_TASK BRIEF_
Turn every line of the material below into a JSON list of strings, one string per line, and leave out any blank lines.

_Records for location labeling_
#####

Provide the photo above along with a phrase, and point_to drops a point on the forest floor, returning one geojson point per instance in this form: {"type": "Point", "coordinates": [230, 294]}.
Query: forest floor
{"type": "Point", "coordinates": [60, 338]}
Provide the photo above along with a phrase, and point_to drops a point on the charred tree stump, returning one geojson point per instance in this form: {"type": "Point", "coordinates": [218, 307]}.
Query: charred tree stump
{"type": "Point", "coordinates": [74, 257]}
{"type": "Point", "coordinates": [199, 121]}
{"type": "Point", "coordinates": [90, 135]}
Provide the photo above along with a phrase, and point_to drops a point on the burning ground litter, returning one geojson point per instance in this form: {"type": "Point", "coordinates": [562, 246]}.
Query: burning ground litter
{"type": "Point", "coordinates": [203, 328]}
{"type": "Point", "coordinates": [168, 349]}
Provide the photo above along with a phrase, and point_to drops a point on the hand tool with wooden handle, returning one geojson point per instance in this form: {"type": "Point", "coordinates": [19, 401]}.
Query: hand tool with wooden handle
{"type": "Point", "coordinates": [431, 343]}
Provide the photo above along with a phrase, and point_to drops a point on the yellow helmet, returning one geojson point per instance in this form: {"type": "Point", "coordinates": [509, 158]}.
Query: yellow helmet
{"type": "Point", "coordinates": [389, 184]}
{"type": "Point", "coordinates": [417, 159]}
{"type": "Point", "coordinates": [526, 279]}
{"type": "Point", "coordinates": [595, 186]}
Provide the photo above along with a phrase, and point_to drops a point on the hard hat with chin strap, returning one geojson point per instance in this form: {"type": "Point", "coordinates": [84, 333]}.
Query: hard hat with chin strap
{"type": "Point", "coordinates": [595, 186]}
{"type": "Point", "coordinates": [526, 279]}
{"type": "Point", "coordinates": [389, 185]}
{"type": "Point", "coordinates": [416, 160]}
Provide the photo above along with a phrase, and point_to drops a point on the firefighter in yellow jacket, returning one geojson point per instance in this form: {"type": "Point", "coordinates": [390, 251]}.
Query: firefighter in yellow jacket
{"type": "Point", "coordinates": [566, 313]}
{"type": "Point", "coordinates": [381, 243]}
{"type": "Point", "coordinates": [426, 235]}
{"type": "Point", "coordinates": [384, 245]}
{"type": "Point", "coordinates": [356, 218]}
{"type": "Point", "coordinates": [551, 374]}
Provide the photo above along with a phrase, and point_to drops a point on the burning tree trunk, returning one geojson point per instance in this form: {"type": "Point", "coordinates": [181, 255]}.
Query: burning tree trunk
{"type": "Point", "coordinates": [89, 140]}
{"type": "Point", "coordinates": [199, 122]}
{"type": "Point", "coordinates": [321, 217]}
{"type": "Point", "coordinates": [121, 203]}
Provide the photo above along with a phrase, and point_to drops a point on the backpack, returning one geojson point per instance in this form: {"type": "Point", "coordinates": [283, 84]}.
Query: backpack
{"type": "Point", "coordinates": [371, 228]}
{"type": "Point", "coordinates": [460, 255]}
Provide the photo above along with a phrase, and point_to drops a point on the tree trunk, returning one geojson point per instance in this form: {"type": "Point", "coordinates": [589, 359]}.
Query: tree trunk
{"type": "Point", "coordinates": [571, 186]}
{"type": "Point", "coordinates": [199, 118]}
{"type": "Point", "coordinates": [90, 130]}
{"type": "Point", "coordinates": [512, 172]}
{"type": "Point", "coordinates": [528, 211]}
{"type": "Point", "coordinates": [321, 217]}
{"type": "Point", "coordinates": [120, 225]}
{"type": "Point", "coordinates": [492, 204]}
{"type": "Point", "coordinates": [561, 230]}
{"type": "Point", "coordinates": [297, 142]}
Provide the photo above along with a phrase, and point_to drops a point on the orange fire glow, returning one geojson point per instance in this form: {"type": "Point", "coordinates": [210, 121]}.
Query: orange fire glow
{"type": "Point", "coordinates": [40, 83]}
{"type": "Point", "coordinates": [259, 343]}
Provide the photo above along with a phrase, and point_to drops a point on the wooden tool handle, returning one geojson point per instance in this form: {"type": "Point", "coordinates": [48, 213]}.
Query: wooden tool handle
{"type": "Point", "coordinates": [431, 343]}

#####

_FINAL ANSWER_
[
  "Provide the photo above along with a phrase, and point_to drops a point on the forest floor, returning one geojson point per instance in this form: {\"type\": \"Point\", \"coordinates\": [230, 294]}.",
  "Query: forest floor",
  "{\"type\": \"Point\", \"coordinates\": [60, 338]}",
  "Provide the photo above along with a phrase, and point_to drops a point on the charred tree stump, returning one geojson point per instance in this form: {\"type\": \"Point\", \"coordinates\": [218, 307]}.",
  "Query: charred tree stump",
  "{\"type\": \"Point\", \"coordinates\": [74, 257]}",
  "{\"type\": \"Point\", \"coordinates\": [199, 121]}",
  "{\"type\": \"Point\", \"coordinates\": [90, 135]}",
  "Provide the photo above along with a phrase, and point_to drops a point on the burning ground litter, returning one geojson point per instance in this form: {\"type\": \"Point\", \"coordinates\": [562, 246]}.",
  "Query: burning ground litter",
  "{\"type\": \"Point\", \"coordinates\": [203, 328]}",
  "{\"type\": \"Point\", \"coordinates\": [168, 349]}",
  "Provide the photo above along with a phrase, and point_to drops a point on the hand tool with wooden handle, returning one geojson point per instance in this form: {\"type\": \"Point\", \"coordinates\": [19, 401]}.",
  "Query: hand tool with wooden handle",
  "{\"type\": \"Point\", \"coordinates\": [431, 343]}",
  "Provide the photo above along with a phrase, and point_to drops a point on the yellow helmet, returning one geojson point per instance in this form: {\"type\": \"Point\", \"coordinates\": [509, 158]}.",
  "Query: yellow helmet",
  "{\"type\": \"Point\", \"coordinates\": [389, 184]}",
  "{\"type\": \"Point\", \"coordinates\": [417, 159]}",
  "{\"type\": \"Point\", \"coordinates\": [526, 279]}",
  "{\"type\": \"Point\", \"coordinates\": [595, 186]}",
  "Provide the photo above along with a phrase, and point_to drops a point on the hard hat with chin strap, returning one geojson point per instance in this form: {\"type\": \"Point\", \"coordinates\": [84, 333]}.",
  "Query: hard hat with chin strap",
  "{\"type\": \"Point\", \"coordinates\": [595, 186]}",
  "{\"type\": \"Point\", \"coordinates\": [526, 279]}",
  "{\"type\": \"Point\", \"coordinates\": [389, 185]}",
  "{\"type\": \"Point\", \"coordinates\": [416, 160]}",
  "Provide the photo above along with a phrase, and point_to drops a point on the firefighter in yellow jacket, returning one geojson point per instance in this form: {\"type\": \"Point\", \"coordinates\": [390, 251]}.",
  "Query: firefighter in yellow jacket",
  "{\"type\": \"Point\", \"coordinates\": [566, 313]}",
  "{\"type\": \"Point\", \"coordinates\": [381, 243]}",
  "{\"type\": \"Point\", \"coordinates\": [426, 235]}",
  "{\"type\": \"Point\", \"coordinates\": [384, 245]}",
  "{\"type\": \"Point\", \"coordinates\": [356, 218]}",
  "{\"type\": \"Point\", \"coordinates\": [551, 374]}",
  "Provide the photo above along with a phrase, and point_to drops a point on the burning tree trunk, returning one geojson point per instance in this form: {\"type\": \"Point\", \"coordinates\": [181, 255]}.",
  "Query: burning tree trunk",
  "{\"type\": \"Point\", \"coordinates\": [89, 140]}",
  "{\"type\": \"Point\", \"coordinates\": [199, 122]}",
  "{\"type\": \"Point\", \"coordinates\": [321, 217]}",
  "{\"type\": \"Point\", \"coordinates\": [121, 203]}",
  "Provide the photo above along with a phrase, and point_to drops a point on the backpack, returning one geojson point per instance in this form: {\"type\": \"Point\", \"coordinates\": [283, 84]}.",
  "Query: backpack",
  "{\"type\": \"Point\", \"coordinates\": [371, 228]}",
  "{\"type\": \"Point\", \"coordinates\": [460, 255]}",
  "Provide the photo above along with a phrase, and point_to drops a point on the tree trunk, returning one geojson point per instance in this form: {\"type\": \"Point\", \"coordinates\": [589, 359]}.",
  "Query: tree trunk",
  "{\"type\": \"Point\", \"coordinates\": [571, 186]}",
  "{\"type\": \"Point\", \"coordinates\": [199, 118]}",
  "{\"type\": \"Point\", \"coordinates\": [90, 130]}",
  "{\"type\": \"Point\", \"coordinates\": [512, 172]}",
  "{\"type\": \"Point\", \"coordinates\": [528, 211]}",
  "{\"type\": \"Point\", \"coordinates\": [321, 217]}",
  "{\"type\": \"Point\", \"coordinates\": [120, 225]}",
  "{\"type\": \"Point\", \"coordinates\": [492, 204]}",
  "{\"type\": \"Point\", \"coordinates\": [561, 230]}",
  "{\"type\": \"Point\", \"coordinates\": [297, 142]}",
  "Provide the photo above along with a phrase, and point_to drops a point on the orange fire glow, returning one geojson point per instance in this form: {\"type\": \"Point\", \"coordinates\": [210, 121]}.",
  "Query: orange fire glow",
  "{\"type\": \"Point\", \"coordinates\": [40, 83]}",
  "{\"type\": \"Point\", \"coordinates\": [259, 343]}",
  "Provide the photo above along with a phrase, and point_to drops a point on the wooden tool handle, returning one geojson point per instance in this form: {\"type\": \"Point\", \"coordinates\": [48, 213]}.",
  "Query: wooden tool handle",
  "{\"type\": \"Point\", \"coordinates\": [431, 343]}"
]